(WORK INSTRUCTIONS):
Find every line in the listing below that contains the word "grass", and copy each of those lines.

(Records excerpted from a collection):
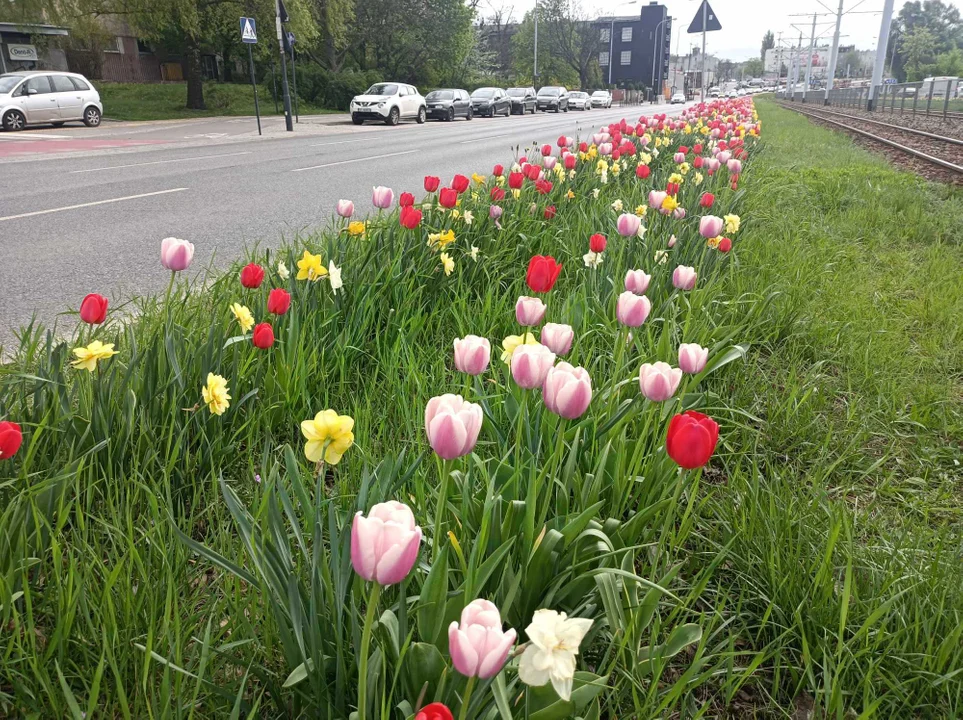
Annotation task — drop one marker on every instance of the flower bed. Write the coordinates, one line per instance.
(530, 498)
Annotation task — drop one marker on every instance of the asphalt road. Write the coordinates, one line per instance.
(84, 210)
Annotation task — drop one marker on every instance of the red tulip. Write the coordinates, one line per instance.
(93, 309)
(263, 336)
(10, 439)
(410, 217)
(252, 276)
(448, 197)
(691, 439)
(279, 301)
(543, 271)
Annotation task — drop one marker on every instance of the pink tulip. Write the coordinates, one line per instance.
(452, 425)
(472, 354)
(659, 381)
(710, 226)
(558, 338)
(382, 197)
(636, 281)
(530, 365)
(684, 277)
(692, 358)
(478, 645)
(345, 208)
(632, 309)
(384, 545)
(529, 311)
(628, 225)
(176, 255)
(567, 390)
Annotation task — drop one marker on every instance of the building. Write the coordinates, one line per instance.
(636, 48)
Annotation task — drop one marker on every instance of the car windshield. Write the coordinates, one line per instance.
(382, 89)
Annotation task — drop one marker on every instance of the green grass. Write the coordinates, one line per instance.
(166, 101)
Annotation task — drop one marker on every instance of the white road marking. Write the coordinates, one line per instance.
(345, 162)
(83, 205)
(160, 162)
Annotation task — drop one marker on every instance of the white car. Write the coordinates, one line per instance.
(38, 98)
(601, 98)
(390, 103)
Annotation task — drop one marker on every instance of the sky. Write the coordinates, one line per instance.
(744, 22)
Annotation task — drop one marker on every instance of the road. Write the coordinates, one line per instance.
(83, 210)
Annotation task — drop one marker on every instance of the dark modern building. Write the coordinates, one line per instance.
(635, 48)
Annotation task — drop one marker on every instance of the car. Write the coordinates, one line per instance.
(448, 103)
(579, 101)
(491, 102)
(389, 102)
(522, 99)
(552, 97)
(38, 98)
(601, 98)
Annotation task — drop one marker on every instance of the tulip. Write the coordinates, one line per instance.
(628, 224)
(93, 309)
(558, 337)
(710, 226)
(659, 381)
(252, 275)
(684, 277)
(472, 354)
(11, 438)
(384, 545)
(637, 282)
(692, 358)
(176, 255)
(543, 271)
(691, 439)
(632, 309)
(567, 390)
(382, 197)
(263, 336)
(345, 208)
(478, 645)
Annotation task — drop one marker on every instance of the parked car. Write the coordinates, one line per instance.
(601, 98)
(578, 100)
(390, 103)
(37, 98)
(552, 97)
(491, 102)
(448, 104)
(523, 99)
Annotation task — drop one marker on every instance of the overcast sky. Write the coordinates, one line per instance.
(744, 22)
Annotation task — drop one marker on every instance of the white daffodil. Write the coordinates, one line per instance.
(550, 654)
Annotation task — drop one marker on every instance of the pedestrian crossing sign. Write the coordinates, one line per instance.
(248, 30)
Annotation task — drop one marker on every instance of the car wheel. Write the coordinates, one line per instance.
(91, 117)
(14, 121)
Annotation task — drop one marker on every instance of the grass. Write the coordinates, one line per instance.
(812, 566)
(166, 101)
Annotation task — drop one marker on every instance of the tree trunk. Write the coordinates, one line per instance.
(195, 79)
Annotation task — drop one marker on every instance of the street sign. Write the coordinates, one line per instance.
(705, 20)
(248, 30)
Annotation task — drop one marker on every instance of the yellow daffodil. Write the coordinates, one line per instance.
(244, 317)
(328, 435)
(87, 357)
(216, 394)
(311, 267)
(512, 342)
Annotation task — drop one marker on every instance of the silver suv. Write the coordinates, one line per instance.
(37, 98)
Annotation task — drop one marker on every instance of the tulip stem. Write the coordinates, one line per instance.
(363, 659)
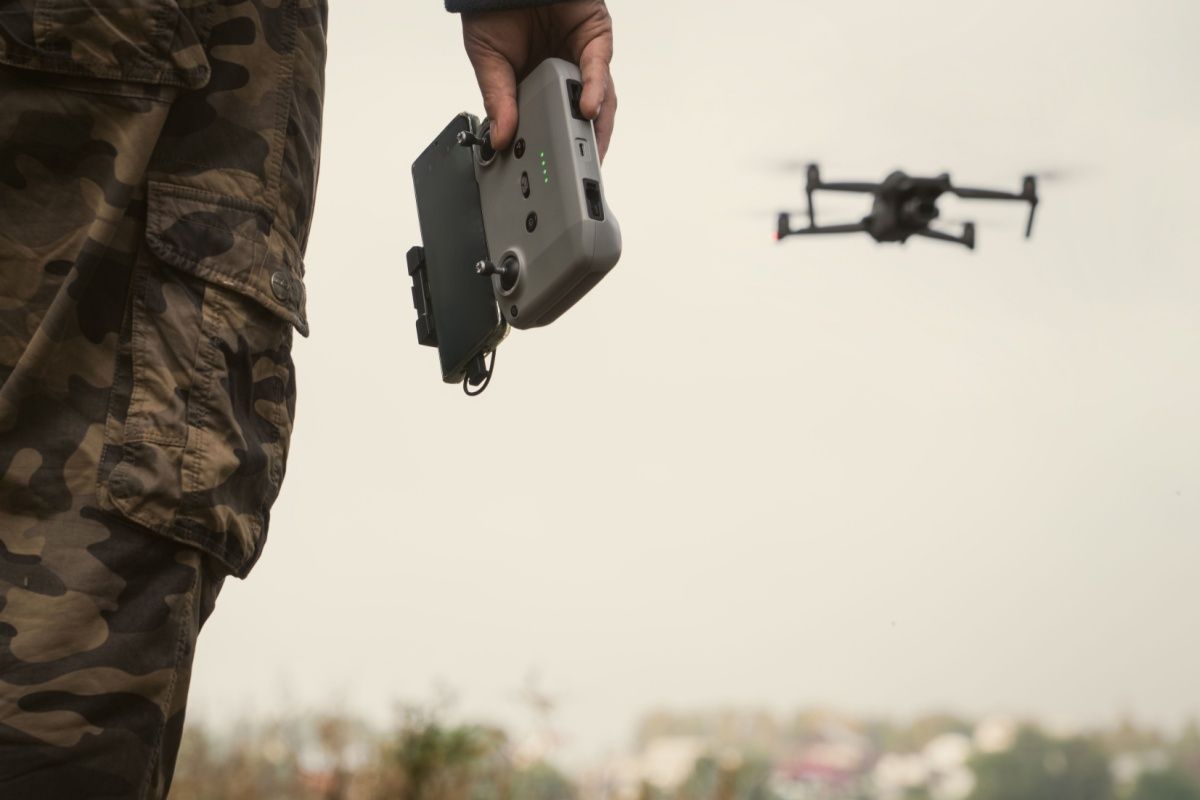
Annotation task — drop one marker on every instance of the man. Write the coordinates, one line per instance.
(157, 170)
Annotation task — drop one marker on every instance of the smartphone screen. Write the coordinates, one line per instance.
(466, 317)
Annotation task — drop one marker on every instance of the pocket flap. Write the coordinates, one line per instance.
(231, 242)
(150, 41)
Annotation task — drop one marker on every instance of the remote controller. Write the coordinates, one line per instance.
(532, 221)
(551, 235)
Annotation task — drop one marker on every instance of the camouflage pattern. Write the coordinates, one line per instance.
(157, 172)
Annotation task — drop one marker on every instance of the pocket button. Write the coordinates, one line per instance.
(285, 288)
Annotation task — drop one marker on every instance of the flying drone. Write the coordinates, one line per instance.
(904, 206)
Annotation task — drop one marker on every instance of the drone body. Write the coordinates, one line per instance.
(904, 206)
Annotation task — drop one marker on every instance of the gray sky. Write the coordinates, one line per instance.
(885, 479)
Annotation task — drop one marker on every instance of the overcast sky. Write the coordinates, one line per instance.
(827, 471)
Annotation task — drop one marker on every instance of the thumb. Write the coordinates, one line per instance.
(498, 84)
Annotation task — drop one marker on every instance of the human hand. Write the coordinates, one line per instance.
(505, 46)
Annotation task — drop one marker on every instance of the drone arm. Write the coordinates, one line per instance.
(985, 194)
(856, 228)
(865, 188)
(1029, 193)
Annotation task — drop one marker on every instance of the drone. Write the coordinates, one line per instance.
(904, 206)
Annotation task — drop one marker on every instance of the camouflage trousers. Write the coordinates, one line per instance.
(157, 172)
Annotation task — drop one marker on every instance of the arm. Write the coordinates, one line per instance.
(507, 38)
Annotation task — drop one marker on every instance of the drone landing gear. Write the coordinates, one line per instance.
(967, 236)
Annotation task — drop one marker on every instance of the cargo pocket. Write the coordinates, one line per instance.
(196, 449)
(147, 42)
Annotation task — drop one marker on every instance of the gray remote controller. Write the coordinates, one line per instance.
(551, 235)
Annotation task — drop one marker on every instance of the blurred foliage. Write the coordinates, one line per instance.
(1165, 785)
(1039, 767)
(333, 758)
(748, 756)
(736, 780)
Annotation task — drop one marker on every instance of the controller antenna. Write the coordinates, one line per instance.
(507, 269)
(481, 140)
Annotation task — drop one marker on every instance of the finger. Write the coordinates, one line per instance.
(597, 78)
(606, 120)
(498, 84)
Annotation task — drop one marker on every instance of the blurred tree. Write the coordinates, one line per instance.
(1187, 750)
(1165, 785)
(1042, 768)
(741, 779)
(541, 782)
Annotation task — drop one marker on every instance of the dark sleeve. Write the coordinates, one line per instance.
(493, 5)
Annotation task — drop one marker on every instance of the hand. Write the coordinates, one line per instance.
(505, 46)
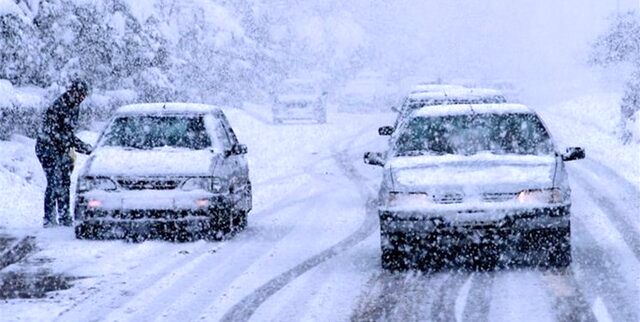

(ANSWER FOR THE TASK):
Annotation task — drop one marker on every instance of the green grass. Write the coordinates, one line per instance.
Annotation task — drop one marker on every instance of the grass. Write the coordinates, one line per instance.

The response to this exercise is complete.